§ Task:
Present the material below as a JSON list of strings, one string per line, with any blank lines left out.

§ Exercise materials:
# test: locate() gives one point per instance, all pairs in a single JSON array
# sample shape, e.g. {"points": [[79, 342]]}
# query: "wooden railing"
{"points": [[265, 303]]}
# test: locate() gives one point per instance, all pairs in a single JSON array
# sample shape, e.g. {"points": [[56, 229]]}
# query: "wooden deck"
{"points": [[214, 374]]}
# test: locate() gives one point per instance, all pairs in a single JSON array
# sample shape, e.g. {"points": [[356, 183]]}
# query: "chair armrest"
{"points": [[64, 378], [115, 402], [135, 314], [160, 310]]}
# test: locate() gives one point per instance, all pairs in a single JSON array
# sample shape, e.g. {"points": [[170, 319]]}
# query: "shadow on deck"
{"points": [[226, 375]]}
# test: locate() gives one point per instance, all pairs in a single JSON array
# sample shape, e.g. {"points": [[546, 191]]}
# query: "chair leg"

§ Expected answer:
[
  "# test: locate() gives one point per instance, all pairs in a single JSON array",
  "# sample shape, e.g. {\"points\": [[79, 342]]}",
  "# query: \"wooden railing\"",
  "{\"points\": [[265, 303]]}",
  "# test: locate() gives one point per instance, all pairs in a single JSON array",
  "# sample shape, e.g. {\"points\": [[56, 229]]}",
  "# query: \"wooden deck\"",
  "{\"points\": [[214, 374]]}",
  "# test: locate() gives one point per instance, all pairs in a single JSON array",
  "# sample shape, e.g. {\"points\": [[356, 183]]}",
  "# query: \"chair armrest\"",
  "{\"points\": [[64, 378], [115, 402], [135, 314], [160, 310]]}",
  "# test: locate() gives one point per instance, all pairs in a single JSON array",
  "# sample shape, e.g. {\"points\": [[170, 319]]}",
  "# query: \"shadow on deck\"",
  "{\"points\": [[226, 375]]}",
  "# test: locate() gives one point per instance, all pairs in a single JSON array",
  "# sample shape, e.g. {\"points\": [[546, 191]]}",
  "# query: \"chair leg\""
]